◆ **TEXT SEGMENT**
§

The Exchange implemented the proposed fees on July 1, 2021 in the First 
Proposed Rule Change. For June 2021, prior to the proposed fees, 
Members and non-Members subscribed to a total of 14 cToM data feeds, 
for which the Exchange charged $0, for the past three years. This 
resulted in a month over month loss of $16,888. For the month of 
November 2021, which includes the proposed fees, Members and non-
Members subscribed to 14 cToM data feeds, for which the Exchange 
charged approximately $17,500 for that month. This resulted in a profit 
of $612 for that month (a margin of approximately 3.5%). The Exchange 
believes this margin will allow it to begin to recoup its expenses and 
continue to invest in its technology infrastructure. Therefore, the 
Exchange also believes that this proposed margin is reasonable because 
it represents a reasonable rate of return.
    Again, the Exchange cautions that this margin may fluctuate from 
month to month based in the uncertainty of predicting how many market 
data feeds may be purchased from month to month as Members and non-
Members are free to add and drop subscriptions at any time based on 
their own business decisions. This margin may also decrease due to the 
significant inflationary pressure on capital items that it needs to 
purchase to maintain the Exchange's technology and systems. 
Accordingly, the Exchange believes its total projected revenue for the 
providing the market data services associated with the proposed fees 
will not result in excessive pricing or supra-competitive profit.
    The Exchange believes it is reasonable, equitable and not unfairly 
discriminatory to allocate the respective percentages of each expense 
category described above towards the total cost to the Exchange of 
operating and supporting the network, including providing the market 
data services associated with the proposed fees because the Exchange 
performed a line-by-line item analysis of nearly every expense of the 
Exchange, and has determined the expenses that directly relate to 
providing market data services to the Exchange. Further, the Exchange 
notes that, without the specific third-party and internal expense items 
listed above, the Exchange would not be able to provide the market data 
services associated with the proposed fees to its Members, non-Members 
and their customers. Each of these expense items, including physical 
hardware, software, employee compensation and benefits, occupancy 
costs, and the depreciation and amortization of equipment, have been 
identified through a line-by-line item analysis to be integral to 
providing market data services. The proposed fees are intended to 
recover the costs of providing cToM data. Accordingly, the Exchange 
believes that the proposed fees are fair and reasonable because they do 
not result in excessive pricing or supra-competitive profit, when 
comparing the actual costs to the Exchange versus the projected annual 
revenue from the proposed fees.

§

◆ **EXTRACTED MATERIAL**
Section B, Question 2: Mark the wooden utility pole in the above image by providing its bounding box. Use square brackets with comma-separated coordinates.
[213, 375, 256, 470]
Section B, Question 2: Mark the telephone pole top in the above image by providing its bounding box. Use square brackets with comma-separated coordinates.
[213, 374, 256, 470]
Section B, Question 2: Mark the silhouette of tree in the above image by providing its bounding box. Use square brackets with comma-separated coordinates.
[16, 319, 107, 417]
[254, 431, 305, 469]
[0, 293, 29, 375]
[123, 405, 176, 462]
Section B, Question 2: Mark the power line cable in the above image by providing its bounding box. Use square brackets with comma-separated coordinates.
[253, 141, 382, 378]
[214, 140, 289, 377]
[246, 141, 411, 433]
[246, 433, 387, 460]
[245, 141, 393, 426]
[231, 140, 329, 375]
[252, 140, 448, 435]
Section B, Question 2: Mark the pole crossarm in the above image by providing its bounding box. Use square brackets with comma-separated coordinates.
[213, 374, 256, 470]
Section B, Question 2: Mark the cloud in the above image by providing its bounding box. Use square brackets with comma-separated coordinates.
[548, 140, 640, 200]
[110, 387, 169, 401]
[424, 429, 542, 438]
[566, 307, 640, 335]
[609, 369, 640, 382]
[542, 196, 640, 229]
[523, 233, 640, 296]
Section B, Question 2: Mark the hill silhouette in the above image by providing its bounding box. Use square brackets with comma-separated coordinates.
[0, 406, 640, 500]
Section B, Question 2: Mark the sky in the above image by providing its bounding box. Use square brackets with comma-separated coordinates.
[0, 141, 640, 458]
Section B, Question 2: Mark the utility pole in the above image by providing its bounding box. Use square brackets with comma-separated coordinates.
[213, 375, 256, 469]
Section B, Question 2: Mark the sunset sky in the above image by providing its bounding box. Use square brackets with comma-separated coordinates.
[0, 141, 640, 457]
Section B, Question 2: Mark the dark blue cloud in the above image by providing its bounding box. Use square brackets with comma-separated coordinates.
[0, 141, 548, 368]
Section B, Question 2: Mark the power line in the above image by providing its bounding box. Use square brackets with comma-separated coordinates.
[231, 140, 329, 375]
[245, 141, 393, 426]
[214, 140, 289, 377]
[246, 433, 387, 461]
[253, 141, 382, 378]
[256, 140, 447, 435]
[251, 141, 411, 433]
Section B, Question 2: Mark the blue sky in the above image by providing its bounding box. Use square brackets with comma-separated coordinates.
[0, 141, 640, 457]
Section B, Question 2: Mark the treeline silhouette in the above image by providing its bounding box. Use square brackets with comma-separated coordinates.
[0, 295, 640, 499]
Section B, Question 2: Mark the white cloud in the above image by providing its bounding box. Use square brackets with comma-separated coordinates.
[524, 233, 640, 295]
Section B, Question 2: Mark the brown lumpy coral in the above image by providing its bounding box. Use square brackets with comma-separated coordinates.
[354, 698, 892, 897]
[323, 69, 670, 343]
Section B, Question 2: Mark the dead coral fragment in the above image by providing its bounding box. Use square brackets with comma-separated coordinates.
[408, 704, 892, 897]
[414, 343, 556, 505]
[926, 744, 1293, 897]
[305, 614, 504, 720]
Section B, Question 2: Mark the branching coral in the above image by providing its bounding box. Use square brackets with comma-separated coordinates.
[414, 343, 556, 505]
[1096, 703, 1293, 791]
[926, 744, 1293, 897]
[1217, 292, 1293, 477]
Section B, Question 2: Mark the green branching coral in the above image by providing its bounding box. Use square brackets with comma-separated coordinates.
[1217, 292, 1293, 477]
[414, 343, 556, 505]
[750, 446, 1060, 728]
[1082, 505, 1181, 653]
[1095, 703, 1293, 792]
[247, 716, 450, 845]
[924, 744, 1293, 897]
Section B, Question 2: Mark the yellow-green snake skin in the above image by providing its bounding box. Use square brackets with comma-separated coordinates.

§

Can you return everything from "Again, the Exchange" down to "technology and systems." in the passage on the cToM data fees above, copied word for word?

◆ **TASK ANSWER**
Again, the Exchange cautions that this margin may fluctuate from 
month to month based in the uncertainty of predicting how many market 
data feeds may be purchased from month to month as Members and non-
Members are free to add and drop subscriptions at any time based on 
their own business decisions. This margin may also decrease due to the 
significant inflationary pressure on capital items that it needs to 
purchase to maintain the Exchange's technology and systems.